Saved entries –
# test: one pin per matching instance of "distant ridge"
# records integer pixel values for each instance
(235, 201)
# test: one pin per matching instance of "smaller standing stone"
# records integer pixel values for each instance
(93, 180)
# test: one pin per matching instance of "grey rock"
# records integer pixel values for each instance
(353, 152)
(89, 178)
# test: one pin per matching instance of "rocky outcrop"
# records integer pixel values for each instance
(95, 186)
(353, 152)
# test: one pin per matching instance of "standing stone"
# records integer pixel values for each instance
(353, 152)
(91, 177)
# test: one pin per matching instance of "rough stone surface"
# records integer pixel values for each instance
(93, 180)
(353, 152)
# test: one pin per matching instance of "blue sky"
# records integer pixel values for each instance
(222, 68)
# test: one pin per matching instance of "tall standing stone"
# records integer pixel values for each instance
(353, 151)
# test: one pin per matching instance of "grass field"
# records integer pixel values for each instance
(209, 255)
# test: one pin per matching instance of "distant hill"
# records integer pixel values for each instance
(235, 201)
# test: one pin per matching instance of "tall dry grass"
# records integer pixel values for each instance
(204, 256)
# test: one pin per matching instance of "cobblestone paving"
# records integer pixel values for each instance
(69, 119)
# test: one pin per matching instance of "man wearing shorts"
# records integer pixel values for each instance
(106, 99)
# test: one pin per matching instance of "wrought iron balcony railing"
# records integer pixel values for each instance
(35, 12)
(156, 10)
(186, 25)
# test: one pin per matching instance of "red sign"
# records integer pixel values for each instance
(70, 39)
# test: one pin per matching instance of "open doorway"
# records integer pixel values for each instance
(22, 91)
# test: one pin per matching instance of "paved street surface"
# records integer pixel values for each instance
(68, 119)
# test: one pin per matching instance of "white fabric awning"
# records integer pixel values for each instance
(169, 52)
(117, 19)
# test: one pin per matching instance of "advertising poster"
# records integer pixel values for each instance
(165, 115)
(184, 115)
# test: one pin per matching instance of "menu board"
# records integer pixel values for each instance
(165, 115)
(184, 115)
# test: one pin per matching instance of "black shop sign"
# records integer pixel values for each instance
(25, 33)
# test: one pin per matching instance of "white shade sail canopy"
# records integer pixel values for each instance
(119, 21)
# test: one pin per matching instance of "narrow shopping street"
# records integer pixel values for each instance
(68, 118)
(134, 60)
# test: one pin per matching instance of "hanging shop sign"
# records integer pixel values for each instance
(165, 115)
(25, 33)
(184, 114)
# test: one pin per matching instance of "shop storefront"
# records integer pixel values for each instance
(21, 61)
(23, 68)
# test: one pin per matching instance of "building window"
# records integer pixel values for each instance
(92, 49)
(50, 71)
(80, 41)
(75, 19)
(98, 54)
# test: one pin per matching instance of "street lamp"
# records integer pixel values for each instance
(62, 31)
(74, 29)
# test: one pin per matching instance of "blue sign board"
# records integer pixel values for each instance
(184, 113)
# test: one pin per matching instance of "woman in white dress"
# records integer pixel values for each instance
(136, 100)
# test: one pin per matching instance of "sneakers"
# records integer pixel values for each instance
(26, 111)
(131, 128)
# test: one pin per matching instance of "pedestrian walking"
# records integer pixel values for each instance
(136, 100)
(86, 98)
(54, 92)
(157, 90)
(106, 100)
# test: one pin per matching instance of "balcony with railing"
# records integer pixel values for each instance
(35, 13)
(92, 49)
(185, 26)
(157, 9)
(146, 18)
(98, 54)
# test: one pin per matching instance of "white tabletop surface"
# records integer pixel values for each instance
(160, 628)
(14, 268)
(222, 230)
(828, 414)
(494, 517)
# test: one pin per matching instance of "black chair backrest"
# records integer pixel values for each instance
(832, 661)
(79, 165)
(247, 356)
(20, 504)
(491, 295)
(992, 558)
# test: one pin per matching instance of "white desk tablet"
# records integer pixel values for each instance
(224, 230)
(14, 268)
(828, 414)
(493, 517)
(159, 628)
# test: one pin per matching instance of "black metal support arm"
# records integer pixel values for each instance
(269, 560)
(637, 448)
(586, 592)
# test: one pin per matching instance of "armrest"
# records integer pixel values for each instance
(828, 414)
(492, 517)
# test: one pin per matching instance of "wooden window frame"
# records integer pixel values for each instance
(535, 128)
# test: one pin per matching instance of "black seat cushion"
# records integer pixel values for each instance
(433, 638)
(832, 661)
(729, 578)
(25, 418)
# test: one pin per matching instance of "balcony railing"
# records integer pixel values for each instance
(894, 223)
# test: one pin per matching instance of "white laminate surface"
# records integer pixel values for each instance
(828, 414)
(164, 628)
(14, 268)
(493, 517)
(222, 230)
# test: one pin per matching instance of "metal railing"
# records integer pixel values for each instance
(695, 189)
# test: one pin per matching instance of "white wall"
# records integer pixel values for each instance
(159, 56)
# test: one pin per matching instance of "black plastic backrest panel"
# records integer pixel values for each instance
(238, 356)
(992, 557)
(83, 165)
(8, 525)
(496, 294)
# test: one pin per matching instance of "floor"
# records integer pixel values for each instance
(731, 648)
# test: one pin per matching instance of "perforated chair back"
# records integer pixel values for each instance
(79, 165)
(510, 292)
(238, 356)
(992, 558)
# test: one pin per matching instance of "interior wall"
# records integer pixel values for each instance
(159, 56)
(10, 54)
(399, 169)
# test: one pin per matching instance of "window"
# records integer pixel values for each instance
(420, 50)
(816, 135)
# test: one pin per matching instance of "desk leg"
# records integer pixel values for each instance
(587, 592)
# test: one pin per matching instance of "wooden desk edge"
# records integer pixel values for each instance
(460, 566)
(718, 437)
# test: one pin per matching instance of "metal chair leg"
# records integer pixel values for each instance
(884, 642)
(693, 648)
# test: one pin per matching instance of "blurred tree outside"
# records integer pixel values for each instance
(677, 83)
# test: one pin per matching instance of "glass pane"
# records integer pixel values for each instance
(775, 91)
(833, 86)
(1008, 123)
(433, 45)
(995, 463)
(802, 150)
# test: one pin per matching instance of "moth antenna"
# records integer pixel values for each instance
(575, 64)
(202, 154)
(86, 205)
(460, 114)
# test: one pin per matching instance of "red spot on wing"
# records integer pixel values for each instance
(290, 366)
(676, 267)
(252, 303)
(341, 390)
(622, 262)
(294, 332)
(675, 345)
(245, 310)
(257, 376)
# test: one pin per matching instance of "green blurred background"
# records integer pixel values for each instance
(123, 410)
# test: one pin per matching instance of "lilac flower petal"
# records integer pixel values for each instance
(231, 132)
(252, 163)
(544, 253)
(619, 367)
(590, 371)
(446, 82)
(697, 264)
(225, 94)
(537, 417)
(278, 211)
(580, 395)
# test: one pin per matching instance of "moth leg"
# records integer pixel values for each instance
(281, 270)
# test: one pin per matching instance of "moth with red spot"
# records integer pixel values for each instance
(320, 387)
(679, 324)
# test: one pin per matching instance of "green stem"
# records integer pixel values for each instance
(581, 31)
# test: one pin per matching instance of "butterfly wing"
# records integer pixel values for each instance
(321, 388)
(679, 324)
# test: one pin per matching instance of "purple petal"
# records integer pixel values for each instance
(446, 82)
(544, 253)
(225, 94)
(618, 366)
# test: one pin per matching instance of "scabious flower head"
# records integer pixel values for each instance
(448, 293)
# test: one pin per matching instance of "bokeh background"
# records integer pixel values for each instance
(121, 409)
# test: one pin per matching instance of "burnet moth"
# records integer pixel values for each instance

Task instructions –
Find the lines above holding the word "with" and show them.

Expected answer –
# test: one pin per matching instance of "balcony with railing"
# test: one pin per matching instance of "moth with red spot"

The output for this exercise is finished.